---------- RECORDS SUPPLIED ----------
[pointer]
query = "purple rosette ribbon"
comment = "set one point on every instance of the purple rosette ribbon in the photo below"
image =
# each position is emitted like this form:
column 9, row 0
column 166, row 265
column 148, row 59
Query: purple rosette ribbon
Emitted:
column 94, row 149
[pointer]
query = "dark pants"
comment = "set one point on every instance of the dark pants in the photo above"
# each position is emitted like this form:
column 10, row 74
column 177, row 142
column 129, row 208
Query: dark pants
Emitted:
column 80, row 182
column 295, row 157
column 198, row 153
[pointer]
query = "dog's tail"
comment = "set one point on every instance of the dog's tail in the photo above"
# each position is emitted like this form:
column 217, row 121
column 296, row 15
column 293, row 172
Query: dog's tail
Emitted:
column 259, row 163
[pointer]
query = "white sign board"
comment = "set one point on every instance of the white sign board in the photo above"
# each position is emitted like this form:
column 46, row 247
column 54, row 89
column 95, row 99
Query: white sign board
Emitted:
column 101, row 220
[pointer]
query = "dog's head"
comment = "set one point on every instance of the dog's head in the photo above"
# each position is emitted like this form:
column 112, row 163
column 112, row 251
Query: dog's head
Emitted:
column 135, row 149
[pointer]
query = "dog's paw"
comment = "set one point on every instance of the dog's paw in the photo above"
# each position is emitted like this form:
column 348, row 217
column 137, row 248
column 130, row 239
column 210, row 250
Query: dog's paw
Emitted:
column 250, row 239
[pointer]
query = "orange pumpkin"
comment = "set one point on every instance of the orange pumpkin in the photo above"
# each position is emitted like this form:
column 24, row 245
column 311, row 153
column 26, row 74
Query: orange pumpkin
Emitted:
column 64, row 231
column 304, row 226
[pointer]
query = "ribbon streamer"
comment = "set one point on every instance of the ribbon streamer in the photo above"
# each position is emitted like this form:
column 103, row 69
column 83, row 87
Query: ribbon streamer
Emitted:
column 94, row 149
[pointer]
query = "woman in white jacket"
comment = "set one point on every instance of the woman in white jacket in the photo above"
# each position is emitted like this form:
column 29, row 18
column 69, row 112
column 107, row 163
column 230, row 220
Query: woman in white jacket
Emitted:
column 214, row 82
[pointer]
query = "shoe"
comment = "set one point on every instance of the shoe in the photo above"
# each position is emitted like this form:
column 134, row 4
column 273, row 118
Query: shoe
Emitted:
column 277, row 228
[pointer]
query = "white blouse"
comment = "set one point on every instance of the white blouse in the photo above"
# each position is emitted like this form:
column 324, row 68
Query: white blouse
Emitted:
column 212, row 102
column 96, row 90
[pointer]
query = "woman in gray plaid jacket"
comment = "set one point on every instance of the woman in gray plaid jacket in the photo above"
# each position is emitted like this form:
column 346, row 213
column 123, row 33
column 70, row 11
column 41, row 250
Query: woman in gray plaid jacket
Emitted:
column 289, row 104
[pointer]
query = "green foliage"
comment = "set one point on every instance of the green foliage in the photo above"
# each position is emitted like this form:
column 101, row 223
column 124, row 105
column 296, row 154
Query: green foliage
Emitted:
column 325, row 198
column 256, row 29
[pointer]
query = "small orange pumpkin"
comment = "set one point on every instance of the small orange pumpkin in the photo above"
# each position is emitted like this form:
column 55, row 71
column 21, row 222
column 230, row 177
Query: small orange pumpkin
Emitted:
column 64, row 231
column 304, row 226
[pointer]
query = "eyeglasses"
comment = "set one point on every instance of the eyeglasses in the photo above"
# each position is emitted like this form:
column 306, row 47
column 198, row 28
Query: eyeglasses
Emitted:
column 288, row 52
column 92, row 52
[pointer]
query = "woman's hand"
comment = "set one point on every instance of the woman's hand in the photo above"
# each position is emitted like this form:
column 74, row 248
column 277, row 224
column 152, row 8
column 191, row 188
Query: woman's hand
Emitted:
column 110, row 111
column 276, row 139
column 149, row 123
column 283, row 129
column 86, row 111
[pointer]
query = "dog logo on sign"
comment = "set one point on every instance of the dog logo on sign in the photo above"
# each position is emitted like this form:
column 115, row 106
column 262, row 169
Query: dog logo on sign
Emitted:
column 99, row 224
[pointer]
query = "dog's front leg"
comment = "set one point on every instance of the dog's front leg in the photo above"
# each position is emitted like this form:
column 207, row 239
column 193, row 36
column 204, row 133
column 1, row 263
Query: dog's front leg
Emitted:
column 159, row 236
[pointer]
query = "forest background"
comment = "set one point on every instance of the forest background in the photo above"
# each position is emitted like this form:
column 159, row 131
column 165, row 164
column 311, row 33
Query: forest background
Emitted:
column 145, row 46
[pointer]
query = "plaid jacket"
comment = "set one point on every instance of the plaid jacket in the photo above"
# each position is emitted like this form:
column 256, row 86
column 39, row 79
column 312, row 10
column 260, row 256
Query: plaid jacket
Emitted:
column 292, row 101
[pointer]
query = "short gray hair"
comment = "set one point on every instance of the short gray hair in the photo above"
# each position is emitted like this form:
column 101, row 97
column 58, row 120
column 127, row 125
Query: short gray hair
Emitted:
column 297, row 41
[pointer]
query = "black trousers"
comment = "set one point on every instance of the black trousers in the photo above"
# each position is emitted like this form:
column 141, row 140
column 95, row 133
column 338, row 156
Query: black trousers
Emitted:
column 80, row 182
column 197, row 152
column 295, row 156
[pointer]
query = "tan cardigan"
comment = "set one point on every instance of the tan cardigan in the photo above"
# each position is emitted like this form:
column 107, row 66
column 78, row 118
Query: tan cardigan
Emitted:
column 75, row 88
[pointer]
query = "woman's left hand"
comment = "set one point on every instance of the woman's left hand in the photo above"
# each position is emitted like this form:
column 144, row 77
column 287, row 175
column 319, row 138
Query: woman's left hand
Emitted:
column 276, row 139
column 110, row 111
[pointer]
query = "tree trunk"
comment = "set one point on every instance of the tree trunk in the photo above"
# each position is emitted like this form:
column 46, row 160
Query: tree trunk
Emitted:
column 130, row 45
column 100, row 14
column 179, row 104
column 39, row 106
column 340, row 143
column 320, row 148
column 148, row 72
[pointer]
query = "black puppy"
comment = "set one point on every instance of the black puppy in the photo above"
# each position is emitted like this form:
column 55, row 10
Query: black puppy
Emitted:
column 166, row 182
----------
*YOUR GOAL*. Everything above from the line containing "column 319, row 138" through the line containing "Query: tree trunk" must be copied exactly. Nothing outside that range belongs in the answer.

*OUTPUT OF THE TASK*.
column 319, row 138
Query: woman's left hand
Emitted:
column 276, row 139
column 110, row 111
[pointer]
query = "tree trunk"
comment = "set one point on every instance of the tree trunk in the photo above"
# each position is emitted like this form:
column 46, row 160
Query: tree trunk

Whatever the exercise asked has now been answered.